| Set task |
Write out the stretch of lines from the start of the records through the line containing "(1087, 193)" as a JSON list of strings, one string per line, with blank lines omitted.

————

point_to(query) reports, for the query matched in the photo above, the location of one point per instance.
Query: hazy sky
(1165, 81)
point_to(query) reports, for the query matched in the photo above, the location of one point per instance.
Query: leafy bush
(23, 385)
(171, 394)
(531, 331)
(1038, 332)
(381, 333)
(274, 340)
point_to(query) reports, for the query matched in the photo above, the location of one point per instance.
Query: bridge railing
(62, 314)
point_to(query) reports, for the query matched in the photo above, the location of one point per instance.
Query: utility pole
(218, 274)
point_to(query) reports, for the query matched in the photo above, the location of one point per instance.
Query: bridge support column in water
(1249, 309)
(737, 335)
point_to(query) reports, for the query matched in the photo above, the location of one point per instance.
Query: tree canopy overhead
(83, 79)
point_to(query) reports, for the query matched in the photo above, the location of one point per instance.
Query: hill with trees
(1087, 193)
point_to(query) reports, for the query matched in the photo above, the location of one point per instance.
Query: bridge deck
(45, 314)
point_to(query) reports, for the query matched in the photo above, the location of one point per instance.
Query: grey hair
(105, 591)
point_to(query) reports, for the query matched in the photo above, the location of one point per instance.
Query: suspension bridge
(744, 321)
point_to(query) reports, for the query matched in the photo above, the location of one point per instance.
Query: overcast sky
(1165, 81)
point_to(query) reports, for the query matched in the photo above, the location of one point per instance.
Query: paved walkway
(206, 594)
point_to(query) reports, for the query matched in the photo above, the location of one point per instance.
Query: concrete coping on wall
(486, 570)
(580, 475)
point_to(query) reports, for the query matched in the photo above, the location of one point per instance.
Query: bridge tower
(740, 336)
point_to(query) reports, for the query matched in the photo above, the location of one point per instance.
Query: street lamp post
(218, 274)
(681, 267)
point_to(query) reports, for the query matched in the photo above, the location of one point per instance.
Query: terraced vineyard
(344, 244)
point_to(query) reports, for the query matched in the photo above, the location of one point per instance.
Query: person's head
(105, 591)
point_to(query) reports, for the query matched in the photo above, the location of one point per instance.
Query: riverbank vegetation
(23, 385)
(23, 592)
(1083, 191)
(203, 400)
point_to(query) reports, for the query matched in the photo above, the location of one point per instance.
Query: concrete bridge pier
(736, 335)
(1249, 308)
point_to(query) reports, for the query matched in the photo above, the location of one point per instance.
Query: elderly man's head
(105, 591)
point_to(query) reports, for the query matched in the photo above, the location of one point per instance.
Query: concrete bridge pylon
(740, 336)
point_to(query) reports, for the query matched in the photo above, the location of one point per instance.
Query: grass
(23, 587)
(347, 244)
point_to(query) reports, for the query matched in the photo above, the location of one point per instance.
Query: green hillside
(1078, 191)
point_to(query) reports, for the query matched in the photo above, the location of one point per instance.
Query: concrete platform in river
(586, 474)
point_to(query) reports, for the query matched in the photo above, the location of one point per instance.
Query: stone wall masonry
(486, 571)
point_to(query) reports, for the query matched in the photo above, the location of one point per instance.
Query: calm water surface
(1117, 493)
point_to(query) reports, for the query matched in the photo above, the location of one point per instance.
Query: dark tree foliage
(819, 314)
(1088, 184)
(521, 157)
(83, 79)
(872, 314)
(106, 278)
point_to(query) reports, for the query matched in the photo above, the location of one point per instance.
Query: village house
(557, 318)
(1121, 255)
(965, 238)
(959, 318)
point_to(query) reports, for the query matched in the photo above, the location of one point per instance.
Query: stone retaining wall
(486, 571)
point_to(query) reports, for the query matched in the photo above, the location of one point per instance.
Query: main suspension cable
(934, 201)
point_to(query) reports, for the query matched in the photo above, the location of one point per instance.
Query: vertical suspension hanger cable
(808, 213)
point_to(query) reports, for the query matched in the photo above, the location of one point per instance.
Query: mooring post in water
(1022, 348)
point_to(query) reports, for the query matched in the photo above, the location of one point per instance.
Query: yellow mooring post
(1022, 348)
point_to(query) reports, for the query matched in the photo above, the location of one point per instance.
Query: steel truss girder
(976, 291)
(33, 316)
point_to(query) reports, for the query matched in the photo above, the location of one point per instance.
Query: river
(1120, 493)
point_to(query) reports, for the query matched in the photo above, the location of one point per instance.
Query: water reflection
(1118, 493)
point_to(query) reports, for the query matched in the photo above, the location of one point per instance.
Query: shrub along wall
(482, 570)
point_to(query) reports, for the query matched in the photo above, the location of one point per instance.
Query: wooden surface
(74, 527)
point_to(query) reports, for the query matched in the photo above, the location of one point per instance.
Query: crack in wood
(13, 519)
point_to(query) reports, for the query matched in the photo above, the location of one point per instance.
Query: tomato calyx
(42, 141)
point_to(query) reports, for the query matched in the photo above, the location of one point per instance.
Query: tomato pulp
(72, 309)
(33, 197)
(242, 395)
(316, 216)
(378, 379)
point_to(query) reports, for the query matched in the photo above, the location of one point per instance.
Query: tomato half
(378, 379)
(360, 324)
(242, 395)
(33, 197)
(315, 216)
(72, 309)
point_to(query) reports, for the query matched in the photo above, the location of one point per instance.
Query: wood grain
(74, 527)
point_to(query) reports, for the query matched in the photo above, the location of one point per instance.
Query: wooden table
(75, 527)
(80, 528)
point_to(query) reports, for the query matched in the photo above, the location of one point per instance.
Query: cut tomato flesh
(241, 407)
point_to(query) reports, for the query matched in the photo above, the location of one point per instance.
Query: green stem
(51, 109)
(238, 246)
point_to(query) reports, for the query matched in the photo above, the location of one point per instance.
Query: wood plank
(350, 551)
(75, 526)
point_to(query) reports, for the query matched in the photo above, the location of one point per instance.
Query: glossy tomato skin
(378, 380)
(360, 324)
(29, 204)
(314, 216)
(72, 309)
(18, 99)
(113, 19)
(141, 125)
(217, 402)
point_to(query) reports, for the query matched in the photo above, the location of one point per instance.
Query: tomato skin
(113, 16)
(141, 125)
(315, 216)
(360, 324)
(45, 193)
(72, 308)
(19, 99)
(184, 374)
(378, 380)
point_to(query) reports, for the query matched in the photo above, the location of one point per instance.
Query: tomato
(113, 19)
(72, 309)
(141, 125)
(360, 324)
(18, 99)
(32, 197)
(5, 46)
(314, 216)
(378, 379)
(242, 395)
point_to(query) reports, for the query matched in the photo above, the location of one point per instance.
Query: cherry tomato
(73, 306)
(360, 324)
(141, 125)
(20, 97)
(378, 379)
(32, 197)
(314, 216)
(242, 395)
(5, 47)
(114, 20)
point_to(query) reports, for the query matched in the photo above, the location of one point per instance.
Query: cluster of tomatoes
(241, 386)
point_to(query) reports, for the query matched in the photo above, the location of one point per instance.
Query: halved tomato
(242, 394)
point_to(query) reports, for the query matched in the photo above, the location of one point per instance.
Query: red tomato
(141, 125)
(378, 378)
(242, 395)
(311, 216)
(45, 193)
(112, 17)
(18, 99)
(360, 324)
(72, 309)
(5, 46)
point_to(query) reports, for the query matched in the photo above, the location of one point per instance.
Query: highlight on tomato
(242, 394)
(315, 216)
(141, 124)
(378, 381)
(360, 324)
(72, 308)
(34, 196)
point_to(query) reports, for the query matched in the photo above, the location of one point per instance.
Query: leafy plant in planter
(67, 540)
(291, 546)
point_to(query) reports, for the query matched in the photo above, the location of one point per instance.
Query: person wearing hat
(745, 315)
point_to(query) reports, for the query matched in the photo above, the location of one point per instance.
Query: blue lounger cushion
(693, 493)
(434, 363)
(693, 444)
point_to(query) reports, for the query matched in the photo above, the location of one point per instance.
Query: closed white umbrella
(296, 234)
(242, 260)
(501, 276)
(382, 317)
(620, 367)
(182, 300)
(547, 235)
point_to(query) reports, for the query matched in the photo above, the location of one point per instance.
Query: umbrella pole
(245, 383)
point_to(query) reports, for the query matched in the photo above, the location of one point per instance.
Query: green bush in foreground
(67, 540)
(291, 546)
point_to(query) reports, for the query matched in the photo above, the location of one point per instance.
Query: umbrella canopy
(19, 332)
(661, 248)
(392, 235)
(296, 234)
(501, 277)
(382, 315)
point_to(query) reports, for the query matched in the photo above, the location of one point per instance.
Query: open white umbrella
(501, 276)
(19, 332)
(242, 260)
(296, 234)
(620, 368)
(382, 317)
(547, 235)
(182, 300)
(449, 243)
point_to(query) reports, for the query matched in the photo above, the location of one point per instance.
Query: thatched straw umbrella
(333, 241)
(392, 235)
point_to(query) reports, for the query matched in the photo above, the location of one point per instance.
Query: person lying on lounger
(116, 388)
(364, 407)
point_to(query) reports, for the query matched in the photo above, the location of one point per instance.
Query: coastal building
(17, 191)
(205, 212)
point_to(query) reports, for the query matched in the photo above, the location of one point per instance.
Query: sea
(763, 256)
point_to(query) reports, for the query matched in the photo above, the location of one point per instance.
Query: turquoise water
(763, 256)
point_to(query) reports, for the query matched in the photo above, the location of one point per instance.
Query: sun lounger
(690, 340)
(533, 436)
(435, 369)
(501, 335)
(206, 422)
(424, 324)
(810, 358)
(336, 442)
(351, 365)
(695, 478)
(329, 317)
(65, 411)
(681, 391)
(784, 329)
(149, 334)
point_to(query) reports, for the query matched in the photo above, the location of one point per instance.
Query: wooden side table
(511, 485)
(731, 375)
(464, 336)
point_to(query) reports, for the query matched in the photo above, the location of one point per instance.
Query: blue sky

————

| Task output |
[
  "point_to(query) reports, for the query matched in the photo above, the location of one point per instance.",
  "Query: hazy sky",
  "(1165, 81)",
  "point_to(query) reports, for the query matched in the photo above, the location of one point per instance.",
  "Query: leafy bush",
  "(23, 385)",
  "(171, 394)",
  "(531, 331)",
  "(1038, 332)",
  "(381, 333)",
  "(274, 340)",
  "point_to(query) reports, for the query matched in the photo above, the location of one point per instance.",
  "Query: bridge railing",
  "(62, 314)",
  "point_to(query) reports, for the query matched in the photo above, the location of one point per instance.",
  "Query: utility pole",
  "(218, 274)",
  "point_to(query) reports, for the query matched in the photo above, the location of one point per instance.",
  "Query: bridge support column in water",
  "(1249, 309)",
  "(737, 335)",
  "point_to(query) reports, for the query matched in the photo above, the location of one point per instance.",
  "Query: tree canopy overhead",
  "(83, 79)",
  "point_to(query) reports, for the query matched in the photo above, the location of one point per instance.",
  "Query: hill with trees",
  "(1087, 193)"
]